## Selection
Begin

Emeagwali's answers to frequently asked questions.
What are distributed and parallel computing?
There are technologies used to harness the power of thousands of
“electronic brains” called microprocessors.
Your personal computer is powered by one microprocessor,
while a supercomputer is powered by up to 65,536 microprocessors.
I was the first to program a 65,536-processor parallel computer to
outperform a conventional supercomputer. The key to my discovery was
visualizing the names, locations and 12 nearest nodes of each processor.
My 65,536 processors were networked as a 12-dimensional hypercube with
16 processors at each of its 4096 (two to the power of 12) nodes.
Artist's illustration of my chicken vs. oxen metaphor in which I succeeded in demonstrating
that 65,000 chickens
(inexpensive computers) are more powerful than a single $100 million supercomputer.
(Courtesy of "One of the World's Fastest Humans," Michigan Today, February 1991)
Do you believe that distributed computing is more powerful than parallel computing?
I disagree with the claim that clusters are cost-effective for seismic modeling. Clusters are B-grade supercomputers with advertised high theoretical computational speeds. You cannot perform petroleum seismic simulation with theoretical horsepower.
If you look under the hood, so to speak, you will see that the computing nodes of a massively parallel supercomputer are tightly-coupled, while those of a cluster are loosely-coupled.
The laws of physics used in discovering and recovering petroleum are codified using an advanced form of calculus called partial differential equations. Prior to solving these equations on a supercomputer, the computational mathematician must reduce them to a discretized format that is defined over millions of tightly-coupled points. The supercomputer programmer will obtain low practical speed when a tightly-coupled problem is distributed amongst loosely-coupled clusters of computers. Therefore, the most efficient computing paradigm for seismic and reservoir simulation will remain a massively parallel computer.
Furthermore, I demonstrated in my 1988 discovery that it is practical and cost-effective to tightly couple 65,536 processors within a refrigerator-sized computing machine. For the sake of comparison, it would require a big building to house a cluster of 65,536 servers that are stacked on metal racks.
What is a hypercube?
A hypercube is a cube in a higher-dimensional world.
I visualized my processors at the vertices of a hypercube.
Below is an illustration of the information pathways that I used to
construct high-dimensional hypercube configurations. Each hypercube
was constructed by moving the next lower hypercube along an additional
direction. For example, my 7-dimensional hypercube was constructed
by moving my 6-dimensional hypercube along the seventh dimension.
A three-dimensional cube contains eight vertices with three edges
emanating from each vertex. Below is a five-dimensional hypercube
that contains 32 vertices with five edges emanating from each vertex.
A sixteen-dimensional hypercube contains 65,536 vertices with sixteen
edges emanating from each vertex. I visualized my 65,536-processors as
a 12-dimensional hypercube with 12 bi-directional communication channels
emanating from each computing node and 16 processors on each node.

End

## Source material
Begin

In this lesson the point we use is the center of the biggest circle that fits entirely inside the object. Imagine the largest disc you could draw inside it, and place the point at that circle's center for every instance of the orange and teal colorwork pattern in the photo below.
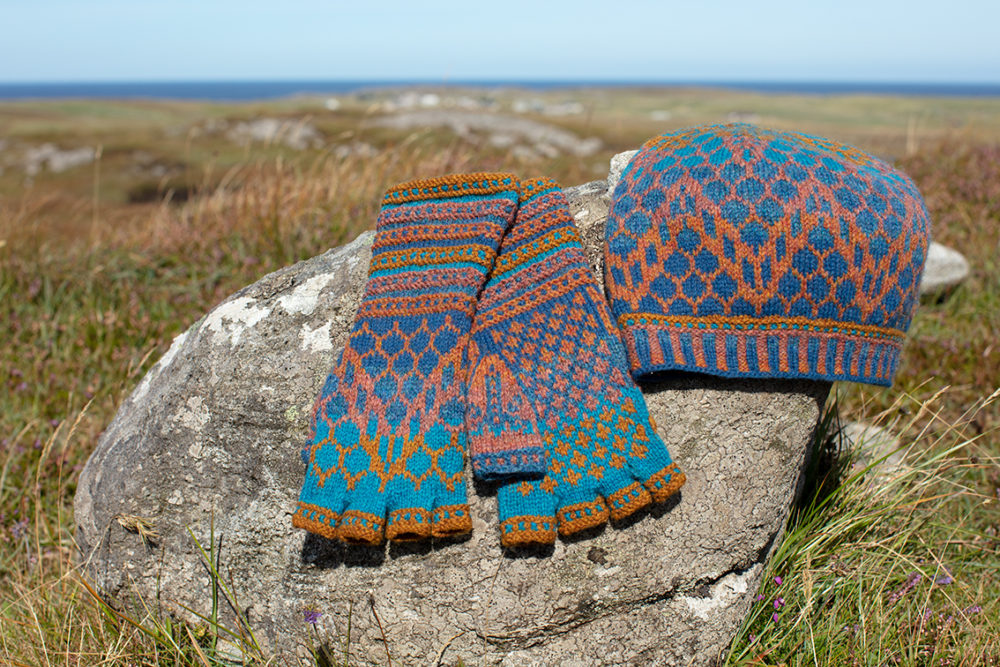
(546, 356)
(386, 453)
(744, 252)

End

## Your tasks
1 > In the FAQ on parallel computing, change the stretch from "I was the first" through "of each processor." so that "conventional" becomes "traditional".
2 > Rewrite the paragraph of the FAQ on parallel computing that begins "The laws of physics used in discovering" as a short bulleted list that keeps its main facts.
The material was taken from a separate source.

## The answers
1 >
I was the first to program a 65,536-processor parallel computer to
outperform a traditional supercomputer. The key to my discovery was
visualizing the names, locations and 12 nearest nodes of each processor.

2 >
- The laws of physics used to discover and recover petroleum are codified as partial differential equations.
- Before these equations are solved on a supercomputer, they are reduced to a discretized format defined over millions of tightly-coupled points.
- Distributing a tightly-coupled problem among loosely-coupled clusters of computers gives low practical speed.
- A massively parallel computer will therefore remain the most efficient paradigm for seismic and reservoir simulation.